» **Excerpt**:
◆ ◆ ◆ ◆

Sonoma's First Family of Wine
For 100 years, the saga of the Sebastiani family has been compelling, even in an industry dominated by colorful characters. Now in their second century, the Sebastianis are blazing new trails.
In their second century, the Sebastianis blaze new trails
"I was born 14 feet from a wine tank," August Sebastiani was fond of joking. And if there's any truth to it, then you might say that the Sebastiani kids—Sam, Don and Mary Ann—were born and raised in wine barrels. "We always had a little wine with our 7-Up," remembers Mary Ann, the youngest daughter of August and Sylvia Sebastiani.
The Sebastiani family has been called the First Family of Sonoma wine. For 100 years, their saga has been compelling, even in an industry dominated by colorful characters. In 1904, August's father, Samuele, launched the winery in Sonoma Town, after having emigrated from Tuscany. "He bought himself a 500-gallon wine tank and started from there," August once recalled.
Over the decades, the winery followed the usual path: shipping grapes back east during Prohibition, and making bulk wine for others. After Samuele's death in 1944, August and Sylvia took over.
August was one of California's first famous winemakers, with a flair for promotion. He wore trademark bib overalls and could often be found pushing barrels. But despite his pokey image, "he was the consummate professional," say Mary Ann. Her son, Marc, 27, agrees: "People thought of him as a dumb old farmer, but he wasn't."
During the decades he ran the winery, August built it into a powerhouse, with production hitting 500,000 cases annually. In 1975, he made history when he became the first vintner in California to put varietal wines into 1.5-liter bottles.
But August's health was declining, and so was the winery's. In 1977, three years before he died, August observed, "We don't want to become so large that we lose control of quality." Yet that's exactly what happened. By the mid-1980s, with jug wines out of style, Sebastiani was struggling. The next 10 years would see the winery go through a difficult phase of reinvention and rediscovery. Now, at the dawn of the 21st century, that phase is paying off.
Mary Ann Sebastiani Cuneo and Richard Cuneo protect the legacy
When August died, in 1980, his wife, Sylvia, took over, aided by her three children Sam, son Don, and Mary Ann and Mary Ann's husband, Richard Cuneo. During this time, the company grew even larger.
No shrinking violet despite her grandmotherly image, Sylvia could be fiercely protective of the business. This put her on a collision course with Sam. Increasingly aware of the boutique winery revolution sweeping the industry, Sam urged the family to invest the money needed to upgrade vineyards and winemaking equipment.

◆ ◆ ◆ ◆

» **Extracted entries**:
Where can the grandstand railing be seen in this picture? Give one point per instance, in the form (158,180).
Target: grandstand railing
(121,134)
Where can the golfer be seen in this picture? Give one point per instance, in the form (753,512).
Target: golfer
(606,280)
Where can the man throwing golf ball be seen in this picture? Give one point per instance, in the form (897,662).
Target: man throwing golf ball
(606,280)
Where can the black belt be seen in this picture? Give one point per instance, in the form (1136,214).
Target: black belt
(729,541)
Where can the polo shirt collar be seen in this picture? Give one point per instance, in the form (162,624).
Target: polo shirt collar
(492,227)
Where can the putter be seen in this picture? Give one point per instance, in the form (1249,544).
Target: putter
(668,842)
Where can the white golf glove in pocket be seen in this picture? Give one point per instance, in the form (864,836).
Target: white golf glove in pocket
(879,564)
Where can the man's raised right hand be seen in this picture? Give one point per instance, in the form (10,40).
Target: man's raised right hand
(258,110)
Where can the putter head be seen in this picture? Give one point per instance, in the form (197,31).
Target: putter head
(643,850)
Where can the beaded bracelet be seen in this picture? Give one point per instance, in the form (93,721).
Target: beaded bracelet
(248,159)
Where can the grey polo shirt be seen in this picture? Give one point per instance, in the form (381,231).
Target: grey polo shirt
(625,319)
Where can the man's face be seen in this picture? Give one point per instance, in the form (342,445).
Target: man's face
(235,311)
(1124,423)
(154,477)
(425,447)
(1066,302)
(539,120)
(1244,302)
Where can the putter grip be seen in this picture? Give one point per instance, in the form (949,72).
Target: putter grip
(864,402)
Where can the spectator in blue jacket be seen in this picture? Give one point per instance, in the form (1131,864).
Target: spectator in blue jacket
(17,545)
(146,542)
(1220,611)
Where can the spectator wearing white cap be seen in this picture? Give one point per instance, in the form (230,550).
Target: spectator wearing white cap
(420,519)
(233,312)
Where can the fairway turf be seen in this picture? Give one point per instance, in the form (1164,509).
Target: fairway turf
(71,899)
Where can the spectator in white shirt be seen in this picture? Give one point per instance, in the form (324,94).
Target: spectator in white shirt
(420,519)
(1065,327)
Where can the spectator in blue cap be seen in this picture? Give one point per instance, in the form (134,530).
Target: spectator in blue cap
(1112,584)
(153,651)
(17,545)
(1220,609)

◆ ◆ ◆ ◆

» **Your goal**: In the article about the Sebastiani family, what did August Sebastiani become the first vintner in California to do in 1975?

» **Right answer**: He put varietal wines into 1.5-liter bottles.